WHAT YOU HAVE TO DO:
Return each line of the records below verbatim, altering nothing and omitting nothing.

Detection samples:
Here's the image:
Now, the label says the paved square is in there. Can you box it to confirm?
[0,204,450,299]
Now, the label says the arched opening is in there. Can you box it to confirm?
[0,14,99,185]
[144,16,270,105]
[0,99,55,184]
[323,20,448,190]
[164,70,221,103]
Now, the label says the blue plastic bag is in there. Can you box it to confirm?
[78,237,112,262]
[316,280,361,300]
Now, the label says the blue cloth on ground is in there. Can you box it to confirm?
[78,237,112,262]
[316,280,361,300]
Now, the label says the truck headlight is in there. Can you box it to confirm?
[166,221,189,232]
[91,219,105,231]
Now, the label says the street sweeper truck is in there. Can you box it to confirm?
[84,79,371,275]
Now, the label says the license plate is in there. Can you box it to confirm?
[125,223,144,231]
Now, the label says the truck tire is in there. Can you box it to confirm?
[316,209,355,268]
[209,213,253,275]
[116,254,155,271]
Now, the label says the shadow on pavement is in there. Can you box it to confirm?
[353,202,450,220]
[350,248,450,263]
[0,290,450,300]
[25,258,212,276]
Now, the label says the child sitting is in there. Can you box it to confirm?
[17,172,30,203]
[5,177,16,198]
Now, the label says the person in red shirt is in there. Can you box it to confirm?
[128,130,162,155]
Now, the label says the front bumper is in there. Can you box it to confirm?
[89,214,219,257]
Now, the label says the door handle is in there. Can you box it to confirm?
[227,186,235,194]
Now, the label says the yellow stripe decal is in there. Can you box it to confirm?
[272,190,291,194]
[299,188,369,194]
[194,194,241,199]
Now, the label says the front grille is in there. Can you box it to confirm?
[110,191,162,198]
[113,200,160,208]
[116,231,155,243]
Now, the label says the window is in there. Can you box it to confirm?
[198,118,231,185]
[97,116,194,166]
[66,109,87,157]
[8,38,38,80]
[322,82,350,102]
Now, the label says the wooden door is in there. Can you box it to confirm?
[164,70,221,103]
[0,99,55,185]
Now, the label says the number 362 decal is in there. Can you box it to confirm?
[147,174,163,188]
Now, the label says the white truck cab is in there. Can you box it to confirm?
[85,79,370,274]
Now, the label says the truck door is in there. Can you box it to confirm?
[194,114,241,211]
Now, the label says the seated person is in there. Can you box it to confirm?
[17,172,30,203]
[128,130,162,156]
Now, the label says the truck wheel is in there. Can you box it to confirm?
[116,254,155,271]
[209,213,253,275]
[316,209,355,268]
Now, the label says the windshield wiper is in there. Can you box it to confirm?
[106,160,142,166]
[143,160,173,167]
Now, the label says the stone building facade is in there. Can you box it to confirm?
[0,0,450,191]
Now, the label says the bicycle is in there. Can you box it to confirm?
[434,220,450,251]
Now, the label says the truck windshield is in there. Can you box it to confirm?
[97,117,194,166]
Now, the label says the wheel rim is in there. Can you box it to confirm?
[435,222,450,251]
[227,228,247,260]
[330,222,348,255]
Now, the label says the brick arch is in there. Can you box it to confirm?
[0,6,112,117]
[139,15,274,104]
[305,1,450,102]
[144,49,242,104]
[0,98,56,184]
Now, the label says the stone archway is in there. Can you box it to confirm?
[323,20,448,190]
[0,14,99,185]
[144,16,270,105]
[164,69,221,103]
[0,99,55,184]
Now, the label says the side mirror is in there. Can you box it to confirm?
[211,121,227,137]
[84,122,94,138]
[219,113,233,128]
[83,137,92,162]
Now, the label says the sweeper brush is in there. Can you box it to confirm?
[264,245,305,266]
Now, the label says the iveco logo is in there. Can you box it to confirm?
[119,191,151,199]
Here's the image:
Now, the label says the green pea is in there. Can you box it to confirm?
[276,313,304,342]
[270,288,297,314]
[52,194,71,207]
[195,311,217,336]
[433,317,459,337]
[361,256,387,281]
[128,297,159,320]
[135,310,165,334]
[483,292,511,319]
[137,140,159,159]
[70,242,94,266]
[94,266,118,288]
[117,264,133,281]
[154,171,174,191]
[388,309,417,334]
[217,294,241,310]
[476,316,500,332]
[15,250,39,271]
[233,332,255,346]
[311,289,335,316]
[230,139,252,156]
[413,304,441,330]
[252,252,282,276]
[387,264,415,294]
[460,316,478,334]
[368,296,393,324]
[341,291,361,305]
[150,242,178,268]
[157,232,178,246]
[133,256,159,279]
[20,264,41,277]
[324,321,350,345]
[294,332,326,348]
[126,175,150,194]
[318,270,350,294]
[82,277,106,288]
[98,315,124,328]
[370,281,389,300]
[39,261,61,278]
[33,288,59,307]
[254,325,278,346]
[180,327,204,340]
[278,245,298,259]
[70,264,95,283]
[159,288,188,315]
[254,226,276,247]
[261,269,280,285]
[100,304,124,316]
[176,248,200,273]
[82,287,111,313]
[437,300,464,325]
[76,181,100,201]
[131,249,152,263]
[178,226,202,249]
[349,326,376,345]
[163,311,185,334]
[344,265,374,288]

FULL SOLUTION:
Here's the image:
Now, the label says the paved square is in there. Can you box it to confirm?
[0,204,450,299]
Now, the label says the arched opening is in there. Can you box it to confirm?
[0,14,99,185]
[144,16,270,105]
[0,99,55,184]
[323,20,448,190]
[164,70,221,103]
Now, the label says the blue plastic bag is in there. Can you box it to confirm?
[78,237,112,262]
[316,280,361,300]
Now, the label says the blue cloth on ground is in there. Can you box it to confirm?
[78,237,112,262]
[316,280,361,300]
Now, the label says the truck headlight is in there. Can you box it to confirm?
[166,221,189,232]
[91,219,105,231]
Now, the label says the street sweeper truck is in there. Can you box it to confirm?
[84,79,371,275]
Now, the label says the license plate is in there. Can you box it to confirm?
[125,223,144,231]
Now, the label says the truck tire is in there. Can you box it to confirm?
[316,209,355,268]
[209,213,253,275]
[116,254,155,271]
Now, the label says the shadow on pavement is in there. Can you box it to confirm?
[353,202,450,220]
[350,248,450,263]
[0,290,450,300]
[25,258,212,276]
Now, the label says the child sitting is in there. Can you box it to confirm?
[17,172,30,203]
[5,177,16,198]
Now, the label says the person in red shirt is in there. Can you box it to confirm?
[128,130,162,155]
Now, the label says the front bumper is in there. Can you box it to confirm?
[89,214,219,257]
Now, the label says the door handle is in there. Can you box it to confirm?
[227,186,235,194]
Now, the label says the yellow stripe decal is in there. Can you box it to confirm?
[272,190,291,194]
[299,188,369,194]
[194,194,241,199]
Now, the label says the front grille is in there. Can you box it to confirm?
[110,191,162,198]
[113,200,160,208]
[116,231,155,243]
Now, the label says the window is in there. Can you box it to confirm?
[198,118,231,185]
[97,116,194,166]
[66,109,87,157]
[8,38,38,80]
[322,82,350,102]
Now, the label says the wooden door is in there. Can you box it to confirm?
[164,70,221,103]
[0,99,55,185]
Now, the label says the number 362 decal is in there. Can you box it to confirm?
[147,174,163,188]
Now, the label says the white truck cab is in there. Can you box it to confirm?
[85,79,370,274]
Now, the label says the truck door is in there. Can you box it to confirm?
[194,114,241,211]
Now, the label says the seated person is in there. Can you box it to confirm?
[17,172,30,203]
[128,130,162,156]
Now, the label says the truck wheel is in there. Can you box it to confirm?
[116,254,155,271]
[209,213,253,275]
[316,209,355,268]
Now, the label says the windshield wiper is in there. Can you box it to confirm?
[106,160,142,166]
[143,160,173,167]
Now, the label says the stone building facade is in there. Can you box it to confirm?
[0,0,450,191]
Now, the label says the bicycle is in there. Can you box it to confirm?
[434,220,450,251]
Now, the label says the truck windshield is in there. Can you box it to confirm?
[97,117,194,166]
Now, the label says the wheel rim is in there. Can you box it to confirm?
[435,222,450,251]
[227,228,247,260]
[330,222,348,255]
Now, the label says the brick arch is in there. Can you box it to confirm?
[0,6,112,117]
[139,15,274,104]
[305,1,450,102]
[144,49,242,104]
[0,98,56,184]
Now, the label says the stone archway is in there. Can you box it to confirm?
[323,20,448,190]
[0,14,99,185]
[144,16,270,105]
[164,69,221,103]
[0,99,55,184]
Now, the label says the side mirror is in there. Can you box it to confirm?
[211,121,227,137]
[84,122,94,138]
[219,113,233,128]
[83,137,92,162]
Now, the label says the sweeper brush is in there. Can you box it to confirm?
[264,245,305,266]
Now, the label says the iveco logo is in there. Can you box it to confirm?
[119,191,151,199]
Here's the image:
Now, the label says the green pea is in there. Can you box it to confirm?
[276,313,304,342]
[270,288,297,314]
[52,194,71,207]
[195,311,217,336]
[433,317,459,337]
[361,256,387,281]
[128,297,159,320]
[135,310,165,334]
[483,292,511,319]
[137,140,159,159]
[70,242,94,266]
[94,266,118,288]
[117,264,133,281]
[154,171,174,191]
[388,309,417,334]
[217,294,241,310]
[476,316,500,332]
[15,250,39,271]
[233,332,255,346]
[311,289,335,316]
[230,139,252,156]
[413,304,441,330]
[252,252,282,276]
[387,264,415,294]
[460,316,478,334]
[368,296,393,324]
[341,291,361,305]
[150,242,178,268]
[157,232,178,246]
[133,256,159,279]
[20,264,41,277]
[324,321,350,345]
[294,332,326,348]
[126,175,150,194]
[318,270,350,294]
[82,277,106,288]
[98,315,124,328]
[370,281,389,300]
[39,261,61,278]
[33,288,59,307]
[254,325,278,346]
[180,327,204,340]
[278,245,298,259]
[70,264,95,283]
[159,288,188,315]
[254,226,276,247]
[261,269,280,285]
[100,304,124,316]
[176,248,200,273]
[82,287,111,313]
[437,300,464,325]
[76,181,100,201]
[131,249,152,263]
[178,226,202,249]
[349,326,376,345]
[163,311,185,334]
[344,265,374,288]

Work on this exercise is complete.